Task data:
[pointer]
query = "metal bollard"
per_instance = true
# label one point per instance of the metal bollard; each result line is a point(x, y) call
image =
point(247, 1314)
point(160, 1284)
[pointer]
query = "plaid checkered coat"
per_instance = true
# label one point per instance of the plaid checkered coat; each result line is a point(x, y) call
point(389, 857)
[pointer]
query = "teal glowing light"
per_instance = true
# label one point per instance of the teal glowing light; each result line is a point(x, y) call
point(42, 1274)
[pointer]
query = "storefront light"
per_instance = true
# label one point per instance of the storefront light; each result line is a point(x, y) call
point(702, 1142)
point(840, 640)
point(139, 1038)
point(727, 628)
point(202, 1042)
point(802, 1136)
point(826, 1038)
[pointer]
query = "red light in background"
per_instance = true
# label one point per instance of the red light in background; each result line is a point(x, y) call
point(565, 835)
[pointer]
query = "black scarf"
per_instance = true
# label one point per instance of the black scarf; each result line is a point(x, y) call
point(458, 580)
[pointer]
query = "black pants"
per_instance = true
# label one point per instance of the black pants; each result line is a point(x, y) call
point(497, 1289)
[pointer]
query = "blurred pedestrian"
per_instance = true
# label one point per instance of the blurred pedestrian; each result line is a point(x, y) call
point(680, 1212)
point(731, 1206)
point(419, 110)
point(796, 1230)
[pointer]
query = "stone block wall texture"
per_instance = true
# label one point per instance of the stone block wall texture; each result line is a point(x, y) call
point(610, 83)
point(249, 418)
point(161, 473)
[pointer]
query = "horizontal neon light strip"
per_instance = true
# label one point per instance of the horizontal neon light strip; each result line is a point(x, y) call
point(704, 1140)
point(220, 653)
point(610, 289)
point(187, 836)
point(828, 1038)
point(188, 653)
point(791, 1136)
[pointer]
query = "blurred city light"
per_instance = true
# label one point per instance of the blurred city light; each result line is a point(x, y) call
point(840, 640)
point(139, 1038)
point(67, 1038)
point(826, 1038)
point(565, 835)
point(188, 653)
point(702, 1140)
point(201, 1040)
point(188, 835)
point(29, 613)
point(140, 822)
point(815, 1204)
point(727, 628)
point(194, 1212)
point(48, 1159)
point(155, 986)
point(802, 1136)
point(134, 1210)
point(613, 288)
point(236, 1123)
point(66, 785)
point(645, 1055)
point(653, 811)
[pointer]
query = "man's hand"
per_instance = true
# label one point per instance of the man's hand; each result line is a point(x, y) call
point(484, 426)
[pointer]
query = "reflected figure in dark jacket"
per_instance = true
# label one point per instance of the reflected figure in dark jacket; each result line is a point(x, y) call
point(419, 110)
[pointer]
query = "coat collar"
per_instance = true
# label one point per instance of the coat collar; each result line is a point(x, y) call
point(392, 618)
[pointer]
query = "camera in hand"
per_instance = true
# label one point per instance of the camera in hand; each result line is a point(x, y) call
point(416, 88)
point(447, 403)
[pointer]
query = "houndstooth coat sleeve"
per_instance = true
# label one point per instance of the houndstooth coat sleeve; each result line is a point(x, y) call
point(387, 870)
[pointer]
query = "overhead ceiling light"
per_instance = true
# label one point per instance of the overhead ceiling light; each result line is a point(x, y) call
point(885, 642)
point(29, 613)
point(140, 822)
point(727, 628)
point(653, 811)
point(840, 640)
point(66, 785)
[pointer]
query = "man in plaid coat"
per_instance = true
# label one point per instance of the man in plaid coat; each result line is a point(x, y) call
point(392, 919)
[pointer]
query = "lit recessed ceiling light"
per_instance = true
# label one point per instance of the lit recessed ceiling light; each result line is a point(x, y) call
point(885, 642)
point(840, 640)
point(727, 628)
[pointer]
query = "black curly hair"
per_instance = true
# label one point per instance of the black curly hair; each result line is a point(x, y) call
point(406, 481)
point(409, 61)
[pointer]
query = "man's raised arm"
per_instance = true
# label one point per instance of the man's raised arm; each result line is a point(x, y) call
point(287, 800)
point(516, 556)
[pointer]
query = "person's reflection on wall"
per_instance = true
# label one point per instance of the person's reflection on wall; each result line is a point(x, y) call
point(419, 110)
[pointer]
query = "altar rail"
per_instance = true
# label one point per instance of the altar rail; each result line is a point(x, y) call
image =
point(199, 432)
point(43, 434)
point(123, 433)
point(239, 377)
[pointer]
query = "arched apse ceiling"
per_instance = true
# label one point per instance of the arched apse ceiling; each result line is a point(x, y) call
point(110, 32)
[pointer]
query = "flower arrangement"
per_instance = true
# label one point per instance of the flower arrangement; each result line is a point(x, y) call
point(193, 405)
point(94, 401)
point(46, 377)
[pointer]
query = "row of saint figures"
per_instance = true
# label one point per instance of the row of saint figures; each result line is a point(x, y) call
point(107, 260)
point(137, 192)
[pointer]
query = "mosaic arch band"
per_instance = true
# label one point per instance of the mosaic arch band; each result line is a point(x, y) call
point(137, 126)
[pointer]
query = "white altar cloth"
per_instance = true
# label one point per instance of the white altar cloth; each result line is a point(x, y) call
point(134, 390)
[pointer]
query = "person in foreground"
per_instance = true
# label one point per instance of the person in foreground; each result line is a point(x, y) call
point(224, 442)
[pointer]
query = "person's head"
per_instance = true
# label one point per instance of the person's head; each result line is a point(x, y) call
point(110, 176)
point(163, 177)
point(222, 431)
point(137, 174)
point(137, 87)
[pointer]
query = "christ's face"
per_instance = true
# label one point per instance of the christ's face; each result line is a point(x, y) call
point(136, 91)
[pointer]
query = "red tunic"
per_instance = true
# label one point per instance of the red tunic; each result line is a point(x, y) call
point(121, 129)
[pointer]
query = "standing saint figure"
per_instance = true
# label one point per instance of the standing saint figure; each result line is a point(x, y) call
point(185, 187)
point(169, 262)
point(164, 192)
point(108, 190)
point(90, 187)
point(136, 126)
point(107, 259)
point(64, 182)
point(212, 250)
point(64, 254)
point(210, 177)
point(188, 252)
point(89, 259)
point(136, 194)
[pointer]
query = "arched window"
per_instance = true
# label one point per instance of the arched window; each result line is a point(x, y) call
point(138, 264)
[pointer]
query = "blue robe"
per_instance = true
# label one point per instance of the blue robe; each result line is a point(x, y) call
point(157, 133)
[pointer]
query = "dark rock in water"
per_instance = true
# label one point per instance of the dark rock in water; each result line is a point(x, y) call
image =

Work to do:
Count the lines in the rows above that contain the word "rock". Give only the number.

Right answer:
2